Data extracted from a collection
---*---
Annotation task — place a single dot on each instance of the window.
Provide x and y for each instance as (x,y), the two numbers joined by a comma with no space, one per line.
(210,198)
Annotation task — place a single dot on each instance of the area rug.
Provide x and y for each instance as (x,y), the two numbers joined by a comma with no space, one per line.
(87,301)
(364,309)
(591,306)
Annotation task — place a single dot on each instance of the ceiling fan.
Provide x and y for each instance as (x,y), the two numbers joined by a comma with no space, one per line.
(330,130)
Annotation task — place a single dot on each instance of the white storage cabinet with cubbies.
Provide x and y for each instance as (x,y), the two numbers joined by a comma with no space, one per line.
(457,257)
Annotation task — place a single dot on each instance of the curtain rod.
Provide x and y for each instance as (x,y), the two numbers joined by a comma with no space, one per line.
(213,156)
---*---
Written request: Please quote the data above in full, with no line missing.

Written answer:
Annotation task — place a single dot on each instance of the window.
Provide x and y for each instance as (x,y), the two numbers joined by a comma with no space, one per line.
(210,198)
Annotation task — place a single dot on each instance of the area rug.
Provide x and y for each instance as (x,y), the two numbers joined by a comma with no space, one per line.
(87,301)
(364,309)
(591,306)
Annotation task — place a single dot on each instance of the ceiling fan.
Provide x and y for each instance as (x,y), the two numbers joined by a comma with no space, one per line.
(330,130)
Annotation task — place a single dot on each instance of the white storage cabinet with cubbies.
Provide x and y for each instance as (x,y), the two numbers joined by a comma with no space, one per line.
(457,257)
Annotation task — place a single dot on each instance of the curtain rod.
Provide x and y for each instance as (x,y), the two numbers joined by a comma with no space, one per line.
(213,156)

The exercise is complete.